§ To be done
Condense the paragraph beginning "The number of applications received" in the article on the Latino voter registration drive into a short bulleted list that keeps its main facts.

-------- Document extract

Latino advocacy groups roll out voter registration drive
Tyche Hendricks, Chronicle Staff Writer
Wednesday, November 14, 2007

Claudia Galarza, a 25-year-old school secretary in Pittsburg, became a U.S. citizen in January and is eager to cast the first vote of her life for Hillary Rodham Clinton in the Democratic presidential primary in February.

"I really want to make a difference," said Galarza, who came here from Mexico at the age of 6. "My main concern is the war, because I believe it's messing up the economy. The second one would be immigration, to help some of the people who've been here a long time that don't have any documents."

Galarza is among hundreds of thousands of new U.S. citizens who are the focus of a high-profile voter registration drive being rolled out Wednesday by several national Latino advocacy groups who sense a historic opportunity to dramatically increase Latino voting strength for the 2008 presidential election.

The campaign will build on a surge in new citizenship applications over the past year, driven in part by the huge immigrant rights marches in the spring of 2006 and in part by a steep jump in the citizenship application fee this summer.

"We're at a fork in the road - we've got to take it," said William Ramos, director of the Washington, D.C., office of the National Association of Latino Elected and Appointed Officials, paraphrasing Yogi Berra. "The fork is: Do we as a community realize the power we have in participation, or do we stay dormant? We showed we had the power in mobilizing through the marches. We said, 'Hoy marchamos, mañana votamos.' ('Today we march, tomorrow we vote.') Well, this is mañana."

Latinos comprised almost 6 percent of voters nationally in the 2006 midterm election. But Latinos make up close to 9 percent of eligible voters, and their participation still lags behind voter turnout in other racial and ethnic groups.

Ramos' group partnered with the National Council of La Raza and major Spanish-language newspapers and television networks to motivate hundreds of thousands of Spanish-speaking immigrants who are legal permanent residents to become naturalized citizens.

The number of applications received by U.S. Citizenship and Immigration Services passed 1.1 million for the fiscal year ended Sept. 30, up 55 percent from the year before. Citizenship petitions continued to surge even after the 69 percent fee increase went into effect at the end of July.

Annual citizenship applications have only exceeded 1 million twice before in the last century - in 1996 and 1997 - after the passage of California's Proposition 187, a measure widely viewed as anti-immigrant by Latinos, who were spurred to become voters.

Now the nonpartisan Latino advocacy groups hope to encourage the new citizens, as well as young U.S.-born Latinos and those who are infrequent voters, to get registered and go to the polls. To do so they're combining grassroots organizing with a stepped-up use of the airwaves.

"There will be local coalitions of organizations working together, and the media will be laid on top of that," said Lindsay Daniels, coordinator of NCLR's Latino empowerment and advocacy project. "We'll be giving people information about voter registration, why it's important, what the steps in the process are, explaining absentee voting, talking about deadlines, understanding voting machines, and giving information about where to go in the community to get help."

----------------
-------- Provided information

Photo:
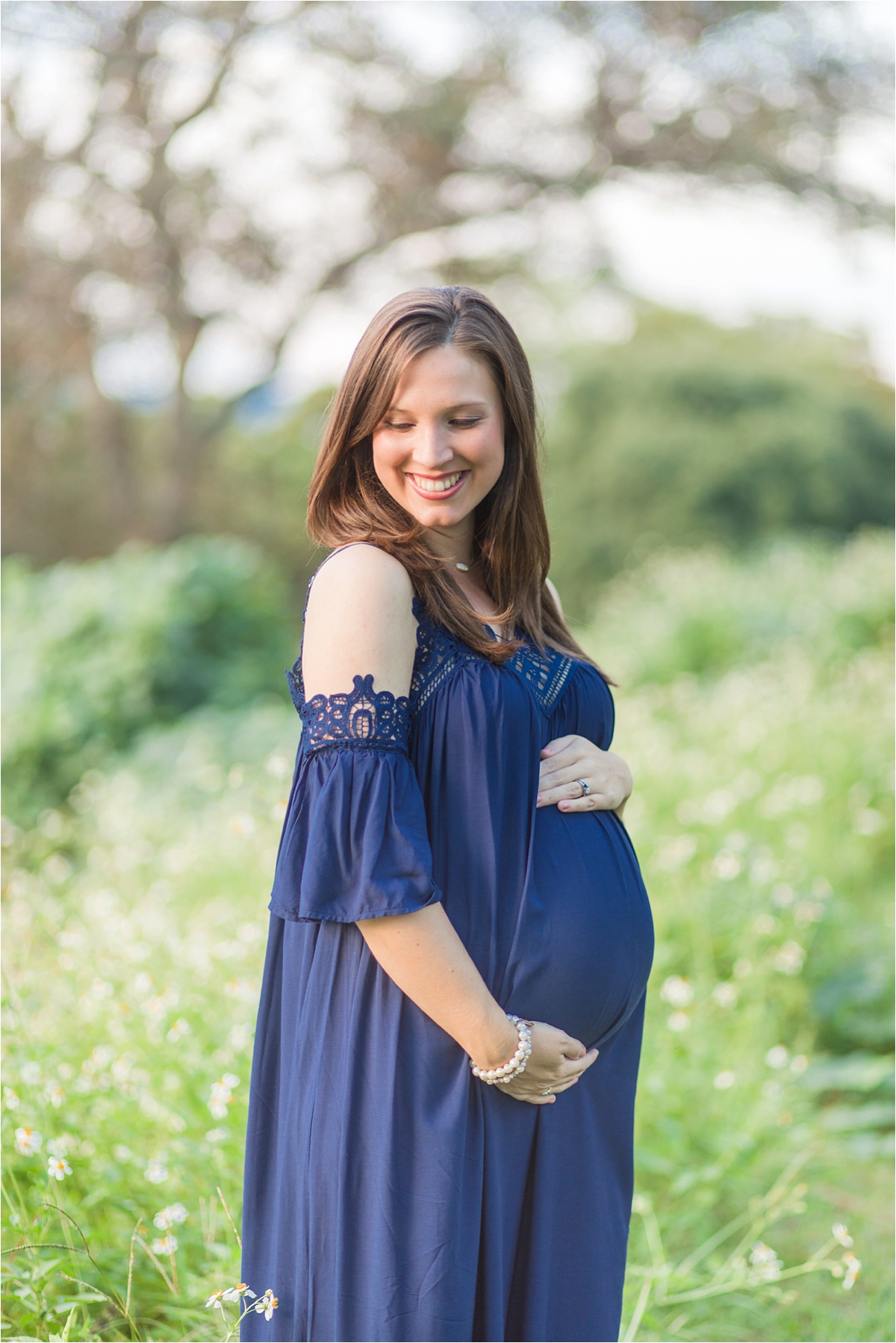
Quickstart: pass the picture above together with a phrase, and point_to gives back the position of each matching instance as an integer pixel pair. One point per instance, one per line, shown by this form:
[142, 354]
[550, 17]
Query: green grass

----------------

§ Output of the task
- U.S. Citizenship and Immigration Services received more than 1.1 million citizenship applications in the fiscal year ended Sept. 30.
- That was a 55 percent increase over the year before.
- Applications kept surging even after a 69 percent fee increase took effect at the end of July.